> **Task instructions**
[1] According to the session listing, how long is the Botany Wetlands corridor?
[2] Transcribe part of the session listing. Begin at the words "Time: 2:00pm - 3:00pm" and stop after the words "Professor, The University of Sydney.".
[3] Using the session listing, explain why Dan Penny applies his expertise in palaeo-botany to document the long-term behavior of ecosystems.

> **Text passage**
◆ ◆ ◆ ◆
Urban Rewilding: Nature - based solutions for resilience and regeneration

Date: Wednesday, 17th September 2025

Time: 2:00pm - 3:00pm

Location: Chau Chak Wing Museum

The benefits of resilient green and blue spaces in Australia’s cities are well-known, well established, and permeate relevant policy and practice at all levels of government. This session explores the opportunities to build resilience in Sydney’s urban green and blue spaces using nature-based solutions. With inner-Sydney’s Botany Wetlands as a springboard for broader discussion, this session will focus on the different ways nature-based solutions can be applied in urban environments, unearthing ecological value and regenerative potential.

Chair

Professor Dan Penny, Associate Professor, The University of Sydney.

Panel

Associate Professor Jo Gillespie, Associate Professor in the School of Geosciences, Faculty of Science, The University of Sydney

Genevieve Wright, Planning & Strategy Project Officer, Disaster Risk Management (DRM) Branch, Adaptation & Mitigation, NSW Reconstruction Authority

Robert Allen, Sydney Water Corporation

Emily Fern Strautins, BSc(Hons), M.EM, Bushland Officer

Dan Penny is a Professor in the Faculty of Science at the University of Sydney. His research ranges from environmental histories of the global tropics through to Australian based environmental reconstructions. He applies expertise in palaeo-botany to document the long-term behaviour ecosystems, necessary for the definition of ecological baselines and restoration targets.   

Jo Gillespie is a leading legal geography scholar and an Associate Professor in the School of Geosciences, Faculty of Science at the University of Sydney. Jo's research explores how legal frameworks and people/place connections both enable and disable environmental protection solutions.  

Funded by the Sydney Environment Institute (SEI), Jo, Dan, and colleagues have been working on a project that investigates the regulations and environmental history of the Botany Wetlands, a 4.5 km corridor of freshwater wetlands and critically endangered native woodland habitats in Sydney's inner east. The wetlands filter stormwater runoff, accommodate floodwater, benefit human health, and represent an important refuge for plants and animals.  The project provides authorities with a roadmap for the restoration of the wetland’s ecology and functional diversity.
◆ ◆ ◆ ◆
> **Provided data**

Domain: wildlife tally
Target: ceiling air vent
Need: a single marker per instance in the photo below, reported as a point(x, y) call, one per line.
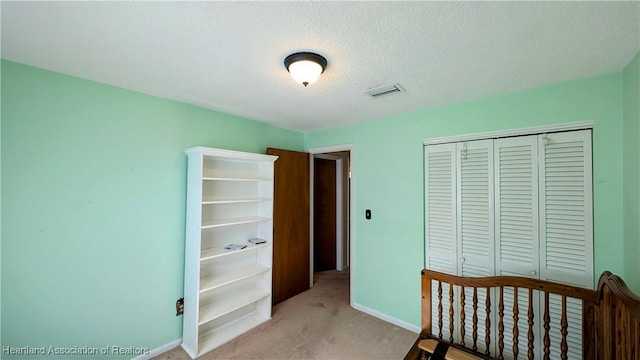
point(385, 91)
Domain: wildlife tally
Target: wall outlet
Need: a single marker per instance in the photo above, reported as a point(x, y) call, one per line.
point(180, 307)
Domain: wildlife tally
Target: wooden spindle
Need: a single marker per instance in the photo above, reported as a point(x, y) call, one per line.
point(563, 329)
point(501, 324)
point(546, 342)
point(462, 315)
point(451, 313)
point(516, 331)
point(530, 336)
point(474, 334)
point(487, 323)
point(439, 309)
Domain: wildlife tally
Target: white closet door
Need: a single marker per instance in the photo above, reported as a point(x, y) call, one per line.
point(566, 218)
point(516, 219)
point(475, 208)
point(566, 226)
point(475, 229)
point(440, 223)
point(516, 227)
point(440, 207)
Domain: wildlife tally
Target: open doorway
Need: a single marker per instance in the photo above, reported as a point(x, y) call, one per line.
point(331, 211)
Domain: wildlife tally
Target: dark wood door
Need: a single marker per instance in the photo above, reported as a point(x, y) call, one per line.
point(290, 224)
point(324, 215)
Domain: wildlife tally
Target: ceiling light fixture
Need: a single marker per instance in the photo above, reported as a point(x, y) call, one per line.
point(305, 67)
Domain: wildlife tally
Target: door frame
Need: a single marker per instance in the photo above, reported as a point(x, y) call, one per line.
point(339, 207)
point(319, 152)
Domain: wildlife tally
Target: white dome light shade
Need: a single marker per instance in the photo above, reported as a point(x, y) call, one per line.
point(305, 67)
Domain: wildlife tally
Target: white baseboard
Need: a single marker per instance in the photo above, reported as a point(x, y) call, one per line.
point(387, 318)
point(160, 350)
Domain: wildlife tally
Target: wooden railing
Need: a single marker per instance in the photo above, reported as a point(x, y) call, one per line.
point(610, 316)
point(616, 320)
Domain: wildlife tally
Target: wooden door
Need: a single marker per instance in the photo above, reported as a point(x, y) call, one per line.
point(290, 224)
point(324, 215)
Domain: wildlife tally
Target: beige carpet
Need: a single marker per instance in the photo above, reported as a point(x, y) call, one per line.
point(316, 324)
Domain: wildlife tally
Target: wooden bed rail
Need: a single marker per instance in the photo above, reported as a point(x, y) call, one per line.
point(609, 316)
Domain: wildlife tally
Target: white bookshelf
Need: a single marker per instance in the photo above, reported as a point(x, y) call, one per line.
point(229, 201)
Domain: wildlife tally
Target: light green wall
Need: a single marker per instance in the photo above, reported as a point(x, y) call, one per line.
point(388, 179)
point(631, 130)
point(93, 198)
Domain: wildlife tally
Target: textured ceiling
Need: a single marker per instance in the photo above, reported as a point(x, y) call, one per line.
point(227, 56)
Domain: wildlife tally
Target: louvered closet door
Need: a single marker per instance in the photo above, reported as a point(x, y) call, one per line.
point(440, 223)
point(475, 231)
point(516, 231)
point(566, 226)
◆ ◆ ◆ ◆
> **Exercise answers**
[1] The Botany Wetlands corridor is 4.5 km long.

[2]
Time: 2:00pm - 3:00pm

Location: Chau Chak Wing Museum

The benefits of resilient green and blue spaces in Australia’s cities are well-known, well established, and permeate relevant policy and practice at all levels of government. This session explores the opportunities to build resilience in Sydney’s urban green and blue spaces using nature-based solutions. With inner-Sydney’s Botany Wetlands as a springboard for broader discussion, this session will focus on the different ways nature-based solutions can be applied in urban environments, unearthing ecological value and regenerative potential.

Chair

Professor Dan Penny, Associate Professor, The University of Sydney.

[3] He documents the long-term behavior of ecosystems because that record is necessary for defining ecological baselines and restoration targets.